_To do_
The lines to be set down run from the line containing "Label the eyeglasses" through the final line of the data below; print them exactly and print nothing else.

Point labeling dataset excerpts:
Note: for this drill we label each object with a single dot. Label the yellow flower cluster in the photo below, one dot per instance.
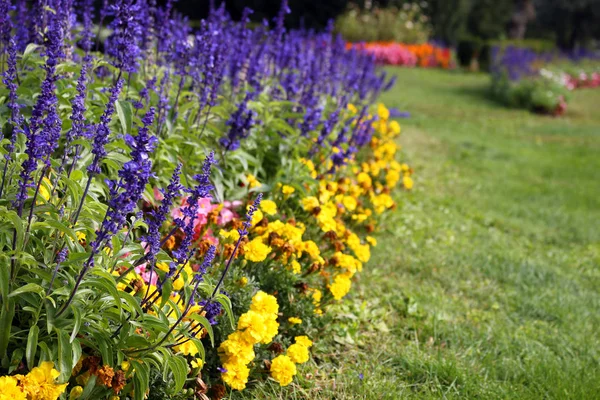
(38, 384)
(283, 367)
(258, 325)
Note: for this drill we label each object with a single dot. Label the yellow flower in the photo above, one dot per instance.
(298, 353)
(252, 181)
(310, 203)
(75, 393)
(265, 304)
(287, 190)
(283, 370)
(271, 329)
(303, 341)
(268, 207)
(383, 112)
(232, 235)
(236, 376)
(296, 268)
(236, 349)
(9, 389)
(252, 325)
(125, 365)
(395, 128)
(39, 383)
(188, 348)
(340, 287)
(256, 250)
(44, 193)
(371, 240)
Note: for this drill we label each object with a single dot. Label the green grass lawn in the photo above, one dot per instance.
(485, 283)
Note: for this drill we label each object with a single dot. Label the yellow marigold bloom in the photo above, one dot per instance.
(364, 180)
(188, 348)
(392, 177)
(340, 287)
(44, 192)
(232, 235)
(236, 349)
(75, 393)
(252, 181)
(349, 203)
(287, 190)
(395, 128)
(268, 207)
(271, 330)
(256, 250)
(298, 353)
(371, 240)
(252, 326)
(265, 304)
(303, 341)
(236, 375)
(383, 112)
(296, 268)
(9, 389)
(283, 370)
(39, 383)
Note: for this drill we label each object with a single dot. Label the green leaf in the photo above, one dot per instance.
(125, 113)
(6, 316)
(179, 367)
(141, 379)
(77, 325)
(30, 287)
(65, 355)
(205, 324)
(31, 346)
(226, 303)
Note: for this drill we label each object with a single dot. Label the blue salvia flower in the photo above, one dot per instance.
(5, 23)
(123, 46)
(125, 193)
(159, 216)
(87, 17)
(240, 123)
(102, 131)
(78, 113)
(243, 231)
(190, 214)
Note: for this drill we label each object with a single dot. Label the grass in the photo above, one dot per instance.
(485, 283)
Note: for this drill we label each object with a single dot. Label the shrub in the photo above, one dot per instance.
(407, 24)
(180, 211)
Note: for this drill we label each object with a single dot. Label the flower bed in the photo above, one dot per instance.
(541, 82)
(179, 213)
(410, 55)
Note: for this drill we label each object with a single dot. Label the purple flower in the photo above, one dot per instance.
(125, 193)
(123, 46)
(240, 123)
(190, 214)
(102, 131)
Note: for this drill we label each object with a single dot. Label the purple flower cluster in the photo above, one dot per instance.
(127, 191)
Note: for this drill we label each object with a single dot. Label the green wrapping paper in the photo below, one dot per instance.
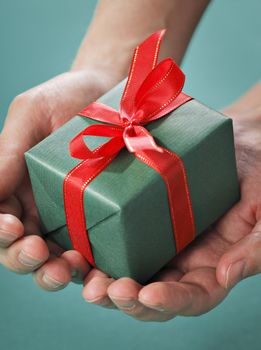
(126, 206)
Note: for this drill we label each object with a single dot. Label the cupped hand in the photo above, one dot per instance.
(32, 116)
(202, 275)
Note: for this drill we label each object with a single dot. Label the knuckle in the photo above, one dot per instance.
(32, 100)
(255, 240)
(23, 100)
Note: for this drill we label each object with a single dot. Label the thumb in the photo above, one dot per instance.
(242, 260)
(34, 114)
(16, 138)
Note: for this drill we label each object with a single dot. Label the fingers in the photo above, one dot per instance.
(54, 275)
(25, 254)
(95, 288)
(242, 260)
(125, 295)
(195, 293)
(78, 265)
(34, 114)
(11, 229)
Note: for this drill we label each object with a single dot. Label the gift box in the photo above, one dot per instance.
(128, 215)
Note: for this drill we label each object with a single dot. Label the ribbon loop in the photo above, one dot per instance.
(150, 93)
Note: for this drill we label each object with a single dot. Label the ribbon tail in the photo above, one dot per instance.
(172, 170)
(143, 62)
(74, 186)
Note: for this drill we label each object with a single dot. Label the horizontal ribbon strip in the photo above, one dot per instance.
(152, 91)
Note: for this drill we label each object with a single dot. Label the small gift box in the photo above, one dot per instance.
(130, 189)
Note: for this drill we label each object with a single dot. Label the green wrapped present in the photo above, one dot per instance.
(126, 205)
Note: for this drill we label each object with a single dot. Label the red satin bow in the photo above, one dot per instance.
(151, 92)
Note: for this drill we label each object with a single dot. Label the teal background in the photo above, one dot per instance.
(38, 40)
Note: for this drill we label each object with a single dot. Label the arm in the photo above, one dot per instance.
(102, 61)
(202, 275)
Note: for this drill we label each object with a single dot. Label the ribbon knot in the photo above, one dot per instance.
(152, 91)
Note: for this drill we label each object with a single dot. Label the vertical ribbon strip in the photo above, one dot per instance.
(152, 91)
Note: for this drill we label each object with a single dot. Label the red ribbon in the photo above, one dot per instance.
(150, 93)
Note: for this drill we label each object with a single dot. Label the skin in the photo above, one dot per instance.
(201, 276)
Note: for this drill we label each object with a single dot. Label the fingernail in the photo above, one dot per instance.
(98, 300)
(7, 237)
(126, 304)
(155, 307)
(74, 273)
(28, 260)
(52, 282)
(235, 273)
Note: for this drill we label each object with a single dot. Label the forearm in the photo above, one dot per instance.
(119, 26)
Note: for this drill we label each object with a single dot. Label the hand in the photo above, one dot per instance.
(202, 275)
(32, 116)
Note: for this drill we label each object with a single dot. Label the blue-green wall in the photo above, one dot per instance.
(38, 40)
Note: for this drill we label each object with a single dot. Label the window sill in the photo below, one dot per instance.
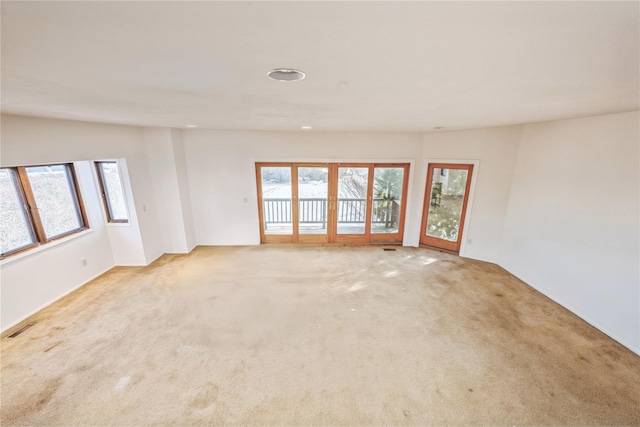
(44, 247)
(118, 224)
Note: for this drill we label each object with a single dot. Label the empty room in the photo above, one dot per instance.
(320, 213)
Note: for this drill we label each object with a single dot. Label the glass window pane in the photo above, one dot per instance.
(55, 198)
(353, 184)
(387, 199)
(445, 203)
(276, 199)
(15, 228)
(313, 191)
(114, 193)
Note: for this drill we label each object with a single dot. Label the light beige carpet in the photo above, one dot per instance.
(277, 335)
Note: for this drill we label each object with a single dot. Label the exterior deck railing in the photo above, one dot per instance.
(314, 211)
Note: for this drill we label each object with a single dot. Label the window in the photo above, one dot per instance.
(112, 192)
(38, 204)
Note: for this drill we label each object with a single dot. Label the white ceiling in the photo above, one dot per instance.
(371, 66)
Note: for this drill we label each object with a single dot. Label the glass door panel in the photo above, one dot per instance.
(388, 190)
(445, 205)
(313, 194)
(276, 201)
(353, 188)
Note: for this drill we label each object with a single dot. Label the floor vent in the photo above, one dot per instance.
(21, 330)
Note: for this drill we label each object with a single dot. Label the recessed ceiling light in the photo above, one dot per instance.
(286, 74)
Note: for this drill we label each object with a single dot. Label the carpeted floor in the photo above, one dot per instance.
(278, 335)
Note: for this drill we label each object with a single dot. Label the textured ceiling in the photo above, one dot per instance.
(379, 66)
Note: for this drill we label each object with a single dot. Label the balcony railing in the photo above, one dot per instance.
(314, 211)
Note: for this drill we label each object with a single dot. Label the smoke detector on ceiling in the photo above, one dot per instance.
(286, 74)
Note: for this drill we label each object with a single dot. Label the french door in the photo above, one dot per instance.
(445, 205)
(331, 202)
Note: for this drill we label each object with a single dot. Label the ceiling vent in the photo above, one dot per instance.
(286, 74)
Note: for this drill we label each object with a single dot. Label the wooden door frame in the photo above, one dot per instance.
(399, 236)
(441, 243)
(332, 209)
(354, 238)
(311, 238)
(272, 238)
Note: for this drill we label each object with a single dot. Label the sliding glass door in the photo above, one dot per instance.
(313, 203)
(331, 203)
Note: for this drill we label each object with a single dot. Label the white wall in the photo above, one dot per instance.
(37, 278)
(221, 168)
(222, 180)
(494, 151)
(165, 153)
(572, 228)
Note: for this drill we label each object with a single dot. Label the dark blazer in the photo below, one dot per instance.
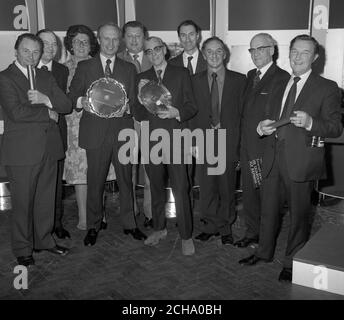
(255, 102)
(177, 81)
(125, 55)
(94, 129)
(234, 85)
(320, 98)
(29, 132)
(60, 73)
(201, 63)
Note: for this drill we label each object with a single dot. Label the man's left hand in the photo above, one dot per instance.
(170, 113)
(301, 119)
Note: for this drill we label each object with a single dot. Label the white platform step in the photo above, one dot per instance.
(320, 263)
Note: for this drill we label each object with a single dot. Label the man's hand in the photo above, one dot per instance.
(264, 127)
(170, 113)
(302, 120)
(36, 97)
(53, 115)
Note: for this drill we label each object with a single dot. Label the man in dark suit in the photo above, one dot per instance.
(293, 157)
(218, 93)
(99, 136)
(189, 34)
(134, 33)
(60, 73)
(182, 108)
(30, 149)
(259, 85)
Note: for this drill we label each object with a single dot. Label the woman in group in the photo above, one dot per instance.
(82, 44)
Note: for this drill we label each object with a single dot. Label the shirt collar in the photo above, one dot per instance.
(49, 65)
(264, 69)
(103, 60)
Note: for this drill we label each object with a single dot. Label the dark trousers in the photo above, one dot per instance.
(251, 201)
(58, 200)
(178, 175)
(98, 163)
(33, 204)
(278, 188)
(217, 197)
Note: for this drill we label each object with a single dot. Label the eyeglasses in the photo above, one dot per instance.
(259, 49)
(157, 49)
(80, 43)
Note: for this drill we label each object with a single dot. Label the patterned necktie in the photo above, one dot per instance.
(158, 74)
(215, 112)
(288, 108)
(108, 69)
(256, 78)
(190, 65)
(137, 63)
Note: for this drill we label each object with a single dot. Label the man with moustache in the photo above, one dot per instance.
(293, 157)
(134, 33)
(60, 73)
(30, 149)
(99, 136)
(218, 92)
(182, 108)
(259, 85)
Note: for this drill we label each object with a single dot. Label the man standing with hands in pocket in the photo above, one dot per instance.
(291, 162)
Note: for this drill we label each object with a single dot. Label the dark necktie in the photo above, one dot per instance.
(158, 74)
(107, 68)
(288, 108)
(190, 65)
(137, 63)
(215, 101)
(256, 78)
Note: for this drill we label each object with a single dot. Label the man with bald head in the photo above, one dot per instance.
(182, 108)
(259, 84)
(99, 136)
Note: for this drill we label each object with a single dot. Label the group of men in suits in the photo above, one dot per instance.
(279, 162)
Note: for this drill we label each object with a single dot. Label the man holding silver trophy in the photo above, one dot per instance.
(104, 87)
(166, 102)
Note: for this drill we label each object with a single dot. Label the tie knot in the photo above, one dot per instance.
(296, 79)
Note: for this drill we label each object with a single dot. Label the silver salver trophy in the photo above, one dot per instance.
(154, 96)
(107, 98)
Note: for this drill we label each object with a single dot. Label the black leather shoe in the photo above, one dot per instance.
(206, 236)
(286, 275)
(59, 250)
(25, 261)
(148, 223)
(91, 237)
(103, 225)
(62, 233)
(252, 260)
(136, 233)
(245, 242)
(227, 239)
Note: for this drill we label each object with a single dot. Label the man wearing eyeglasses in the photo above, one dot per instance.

_Answer for this exercise_
Note: for this drill we label each object with a single dot. Label the eyeglasses in the photo above, one dot per instance.
(259, 49)
(157, 49)
(80, 43)
Note: for this drill we label each object with a single dot. Label the patterned necktie in the photo above, one dot per instance.
(158, 74)
(215, 112)
(288, 108)
(108, 69)
(256, 78)
(190, 65)
(137, 63)
Note: for this drill we label each object with a single dot. Label the man with moustache in the photo above, one dot per instance.
(293, 157)
(134, 33)
(60, 73)
(30, 149)
(99, 136)
(218, 92)
(182, 108)
(259, 85)
Note: for this drill we label each object with a single dot. Label the man standing with hands in pocket in the photo above, one dot per instance.
(291, 162)
Note: for this drill we label each object with a single dot. Label the dark necktie in the photo above, one dot per instance.
(158, 74)
(107, 68)
(288, 108)
(190, 65)
(137, 63)
(215, 101)
(256, 78)
Note: for this drill we label each object with a single dot. Label the man with bald head in the photo above, one dot per instance.
(182, 108)
(259, 84)
(99, 136)
Note: for this drill we label each object with a single dot. Label the group of men in suits in the photo above, one dot per instance.
(279, 162)
Note: for this drill we label each object with a single dot. Label the man holding silver trophy in the photo above, one dot per instance.
(104, 87)
(166, 102)
Note: for this drill we label each object with a single dot. Label the tie knot in the photo above, one dot per instance.
(296, 79)
Note: for this drill we label each object with a single dot. Label the silver salver trophy in the photo above, one dot per instance.
(154, 96)
(107, 98)
Note: for this drill we label each object with a single dot. Label the black leather shoe in the photo above, one dot per instance.
(206, 236)
(286, 275)
(59, 250)
(25, 261)
(148, 223)
(91, 237)
(103, 225)
(62, 233)
(252, 260)
(136, 233)
(245, 242)
(227, 239)
Note: for this drill we label each object with a single dot. Label the man wearing eyeglasses in the photo above, one dot per instance.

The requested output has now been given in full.